• **What you have to do**: Write out only the tail of the records, beginning at the line containing "I'd really appreciate it if you could identify the faucet" and including the last line, exactly as written.

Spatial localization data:
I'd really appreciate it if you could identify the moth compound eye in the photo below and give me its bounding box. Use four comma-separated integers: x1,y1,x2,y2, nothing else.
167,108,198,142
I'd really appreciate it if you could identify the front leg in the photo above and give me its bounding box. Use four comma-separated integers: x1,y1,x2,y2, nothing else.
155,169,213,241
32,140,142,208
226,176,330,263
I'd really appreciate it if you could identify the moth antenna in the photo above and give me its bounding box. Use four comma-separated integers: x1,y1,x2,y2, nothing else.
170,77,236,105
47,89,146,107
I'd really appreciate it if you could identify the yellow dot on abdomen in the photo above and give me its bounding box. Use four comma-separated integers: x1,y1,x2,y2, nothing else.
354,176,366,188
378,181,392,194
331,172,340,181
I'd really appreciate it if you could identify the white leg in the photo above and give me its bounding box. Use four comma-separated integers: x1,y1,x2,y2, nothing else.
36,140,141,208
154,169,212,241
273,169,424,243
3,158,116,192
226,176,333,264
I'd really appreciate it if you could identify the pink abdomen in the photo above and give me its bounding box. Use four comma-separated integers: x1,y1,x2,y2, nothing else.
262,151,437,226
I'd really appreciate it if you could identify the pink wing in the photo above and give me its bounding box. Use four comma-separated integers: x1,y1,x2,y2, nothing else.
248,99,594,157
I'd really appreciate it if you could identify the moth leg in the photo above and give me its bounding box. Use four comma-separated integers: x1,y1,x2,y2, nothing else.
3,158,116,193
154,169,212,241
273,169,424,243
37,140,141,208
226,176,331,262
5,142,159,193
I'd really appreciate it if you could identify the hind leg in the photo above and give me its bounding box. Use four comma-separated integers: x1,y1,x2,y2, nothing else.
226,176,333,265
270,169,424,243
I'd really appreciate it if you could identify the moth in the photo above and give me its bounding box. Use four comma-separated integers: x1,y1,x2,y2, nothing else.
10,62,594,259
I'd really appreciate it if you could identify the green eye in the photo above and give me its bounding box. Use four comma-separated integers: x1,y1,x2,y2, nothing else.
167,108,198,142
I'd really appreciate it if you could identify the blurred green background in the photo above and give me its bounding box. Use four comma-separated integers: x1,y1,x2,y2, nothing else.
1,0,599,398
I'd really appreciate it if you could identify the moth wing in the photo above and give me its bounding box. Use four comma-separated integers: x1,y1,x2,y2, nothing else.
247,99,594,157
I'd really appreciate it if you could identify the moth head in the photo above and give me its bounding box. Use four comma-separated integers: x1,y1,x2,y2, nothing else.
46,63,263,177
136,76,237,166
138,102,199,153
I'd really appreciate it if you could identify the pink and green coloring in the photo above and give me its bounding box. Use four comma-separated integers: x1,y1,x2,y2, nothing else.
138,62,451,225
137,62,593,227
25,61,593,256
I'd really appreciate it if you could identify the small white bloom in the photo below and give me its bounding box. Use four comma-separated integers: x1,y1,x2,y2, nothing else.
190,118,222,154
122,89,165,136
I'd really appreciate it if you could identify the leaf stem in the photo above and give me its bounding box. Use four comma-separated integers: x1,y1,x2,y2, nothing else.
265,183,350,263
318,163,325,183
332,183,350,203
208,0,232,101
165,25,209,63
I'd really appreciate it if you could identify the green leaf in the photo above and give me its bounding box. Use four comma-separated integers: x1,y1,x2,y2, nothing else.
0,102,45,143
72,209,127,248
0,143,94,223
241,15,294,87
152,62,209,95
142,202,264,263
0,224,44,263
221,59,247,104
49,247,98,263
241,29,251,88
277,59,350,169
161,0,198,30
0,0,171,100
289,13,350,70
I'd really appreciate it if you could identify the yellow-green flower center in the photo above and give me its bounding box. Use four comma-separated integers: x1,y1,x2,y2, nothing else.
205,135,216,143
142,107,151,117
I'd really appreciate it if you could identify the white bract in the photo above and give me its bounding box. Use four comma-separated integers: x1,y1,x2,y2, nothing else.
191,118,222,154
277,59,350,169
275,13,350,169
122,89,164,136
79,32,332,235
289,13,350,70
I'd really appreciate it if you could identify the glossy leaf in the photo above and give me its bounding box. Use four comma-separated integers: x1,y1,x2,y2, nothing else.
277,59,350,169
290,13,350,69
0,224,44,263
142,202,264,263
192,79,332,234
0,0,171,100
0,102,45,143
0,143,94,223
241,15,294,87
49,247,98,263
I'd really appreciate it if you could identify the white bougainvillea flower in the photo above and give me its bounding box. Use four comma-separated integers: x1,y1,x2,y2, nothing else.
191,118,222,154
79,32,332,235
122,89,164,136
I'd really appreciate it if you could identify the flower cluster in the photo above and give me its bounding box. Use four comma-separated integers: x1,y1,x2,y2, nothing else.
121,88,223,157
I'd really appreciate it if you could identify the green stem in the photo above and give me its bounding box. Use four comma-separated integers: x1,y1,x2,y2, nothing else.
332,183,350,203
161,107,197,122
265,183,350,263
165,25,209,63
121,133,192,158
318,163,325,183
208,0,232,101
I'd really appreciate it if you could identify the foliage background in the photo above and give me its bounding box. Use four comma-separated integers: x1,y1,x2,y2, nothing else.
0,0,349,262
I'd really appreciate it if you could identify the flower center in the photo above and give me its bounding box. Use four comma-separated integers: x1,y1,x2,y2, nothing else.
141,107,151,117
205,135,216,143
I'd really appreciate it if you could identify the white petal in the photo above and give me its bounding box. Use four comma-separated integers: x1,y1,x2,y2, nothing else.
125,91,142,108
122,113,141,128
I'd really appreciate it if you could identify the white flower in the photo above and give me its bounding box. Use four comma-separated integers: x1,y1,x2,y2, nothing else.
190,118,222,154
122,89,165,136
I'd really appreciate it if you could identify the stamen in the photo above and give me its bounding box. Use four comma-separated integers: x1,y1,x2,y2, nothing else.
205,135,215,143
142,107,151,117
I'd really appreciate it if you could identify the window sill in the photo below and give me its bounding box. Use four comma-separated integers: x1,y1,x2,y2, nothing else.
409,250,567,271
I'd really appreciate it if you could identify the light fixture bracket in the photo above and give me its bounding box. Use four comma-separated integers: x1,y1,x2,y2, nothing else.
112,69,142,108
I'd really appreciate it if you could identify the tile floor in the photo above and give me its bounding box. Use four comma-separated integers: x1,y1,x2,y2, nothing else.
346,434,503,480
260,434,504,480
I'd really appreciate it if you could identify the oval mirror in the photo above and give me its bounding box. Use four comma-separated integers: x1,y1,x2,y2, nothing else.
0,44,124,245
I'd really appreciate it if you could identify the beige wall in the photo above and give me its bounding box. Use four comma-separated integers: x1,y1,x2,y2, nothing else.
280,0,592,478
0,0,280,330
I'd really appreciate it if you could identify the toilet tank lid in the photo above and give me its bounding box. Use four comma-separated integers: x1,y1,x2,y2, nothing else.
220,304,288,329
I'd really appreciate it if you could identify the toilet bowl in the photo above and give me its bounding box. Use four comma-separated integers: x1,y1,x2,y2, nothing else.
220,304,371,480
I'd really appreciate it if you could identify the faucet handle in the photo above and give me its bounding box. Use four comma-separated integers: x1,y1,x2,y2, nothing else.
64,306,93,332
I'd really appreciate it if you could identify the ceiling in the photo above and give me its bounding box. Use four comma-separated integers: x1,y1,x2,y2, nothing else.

• **Solution to the problem**:
I'd really appreciate it if you could identify the faucet handle in the photo above and give me its bounding box. Use four comma-separated integers: x1,y1,x2,y2, nothing else.
64,306,93,332
I'd really appreciate it if you could identify the ceiling in the photo above and give me its bounding box. Use four comma-separated integers: x1,y1,x2,y2, nothing else.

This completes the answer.